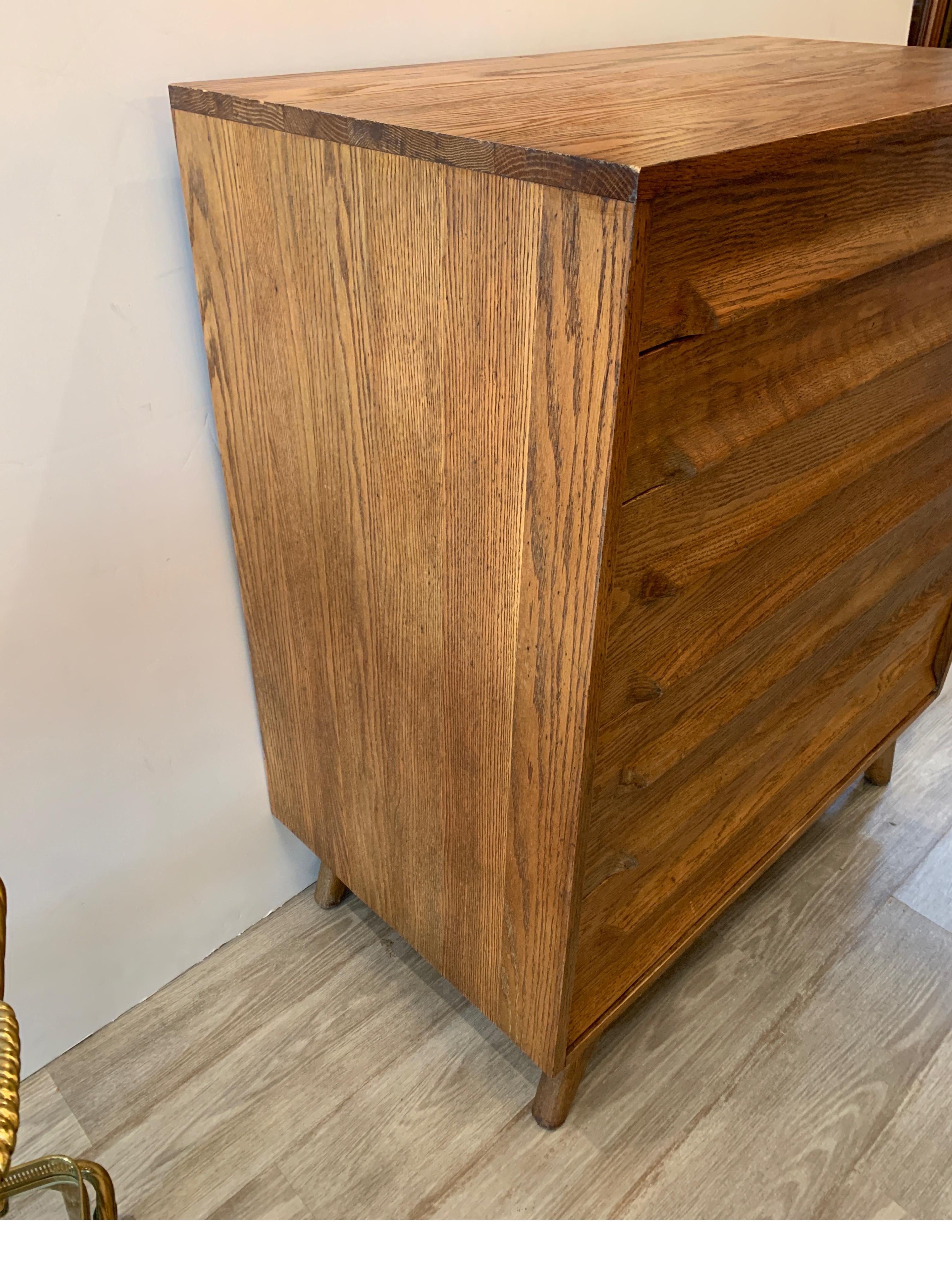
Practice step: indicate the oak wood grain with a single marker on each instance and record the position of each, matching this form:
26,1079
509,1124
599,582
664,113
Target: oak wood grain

========================

Converta in una tabella Markdown tutte le righe delle voci riportate sopra, usando le colonne «Numero» e «Riga» e tralasciando le righe vuote. Ometta le immagini dalla risposta.

— Risposta —
| Numero | Riga |
|---|---|
| 1 | Practice step: indicate the oak wood grain with a single marker on each instance and record the position of each, matching this form: |
| 2 | 26,1079 |
| 3 | 509,1124 |
| 4 | 599,582 |
| 5 | 664,113 |
| 6 | Target: oak wood grain |